Problem to solve
Write out the lines from the line containing "# point at: light wood" through the final line of the listing below, exactly, omitting every other line.

[Extracted records]
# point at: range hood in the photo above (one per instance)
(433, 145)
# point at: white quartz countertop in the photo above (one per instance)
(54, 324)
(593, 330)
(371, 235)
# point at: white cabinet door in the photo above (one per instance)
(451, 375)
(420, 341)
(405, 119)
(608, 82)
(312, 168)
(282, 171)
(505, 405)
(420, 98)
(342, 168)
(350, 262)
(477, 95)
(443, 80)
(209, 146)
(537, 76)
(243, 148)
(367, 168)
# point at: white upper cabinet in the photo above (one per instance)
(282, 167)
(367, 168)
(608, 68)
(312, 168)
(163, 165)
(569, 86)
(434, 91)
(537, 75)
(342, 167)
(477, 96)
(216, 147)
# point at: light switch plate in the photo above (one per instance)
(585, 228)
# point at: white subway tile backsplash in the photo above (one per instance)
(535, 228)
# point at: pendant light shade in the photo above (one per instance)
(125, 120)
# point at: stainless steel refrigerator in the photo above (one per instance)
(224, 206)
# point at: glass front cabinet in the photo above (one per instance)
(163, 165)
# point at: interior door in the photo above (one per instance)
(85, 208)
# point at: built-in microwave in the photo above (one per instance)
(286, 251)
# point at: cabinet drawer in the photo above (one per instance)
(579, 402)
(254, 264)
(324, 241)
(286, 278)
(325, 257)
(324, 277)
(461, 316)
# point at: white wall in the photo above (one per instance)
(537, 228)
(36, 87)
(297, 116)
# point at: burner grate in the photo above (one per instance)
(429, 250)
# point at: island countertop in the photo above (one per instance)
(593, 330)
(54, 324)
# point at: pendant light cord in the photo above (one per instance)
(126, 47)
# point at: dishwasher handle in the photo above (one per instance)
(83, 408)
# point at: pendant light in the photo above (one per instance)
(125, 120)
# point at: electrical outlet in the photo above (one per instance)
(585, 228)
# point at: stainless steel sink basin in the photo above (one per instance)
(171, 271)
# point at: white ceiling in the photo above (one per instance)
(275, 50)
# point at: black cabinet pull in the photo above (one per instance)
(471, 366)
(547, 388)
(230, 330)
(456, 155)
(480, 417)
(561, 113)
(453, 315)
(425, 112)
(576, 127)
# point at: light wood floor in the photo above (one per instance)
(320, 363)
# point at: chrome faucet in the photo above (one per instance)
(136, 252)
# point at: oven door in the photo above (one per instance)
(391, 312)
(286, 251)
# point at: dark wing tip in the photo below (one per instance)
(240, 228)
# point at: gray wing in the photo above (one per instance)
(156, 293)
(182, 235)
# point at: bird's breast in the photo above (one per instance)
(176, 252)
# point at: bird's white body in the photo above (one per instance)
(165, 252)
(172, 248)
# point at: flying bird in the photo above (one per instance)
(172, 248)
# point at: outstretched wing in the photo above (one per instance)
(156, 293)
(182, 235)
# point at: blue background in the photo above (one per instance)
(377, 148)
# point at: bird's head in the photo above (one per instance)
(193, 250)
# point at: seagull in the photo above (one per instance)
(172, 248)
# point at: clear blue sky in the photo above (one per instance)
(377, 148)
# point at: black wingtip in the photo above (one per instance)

The answer
# point at: light wood floor in the photo above (one per instance)
(320, 363)
# point at: chrome faucet in the photo above (one per instance)
(136, 252)
# point at: oven door in the photo above (one per instance)
(391, 312)
(286, 251)
# point at: dark wing tip in the photo below (one per instance)
(240, 228)
# point at: gray wing in the photo above (one per instance)
(156, 293)
(182, 235)
# point at: bird's breast in the photo above (one per instance)
(176, 252)
# point at: bird's white body in the photo above (one per instance)
(165, 252)
(172, 248)
# point at: flying bird in the photo above (one per instance)
(172, 248)
# point at: outstretched wing in the photo above (one per instance)
(156, 293)
(182, 235)
# point at: blue background in the photo above (one per instance)
(377, 148)
# point at: bird's head in the photo above (one per instance)
(193, 250)
# point at: seagull in the photo above (one per instance)
(172, 248)
# point at: clear blue sky in the photo above (one per instance)
(377, 148)
# point at: black wingtip in the photo above (one per instance)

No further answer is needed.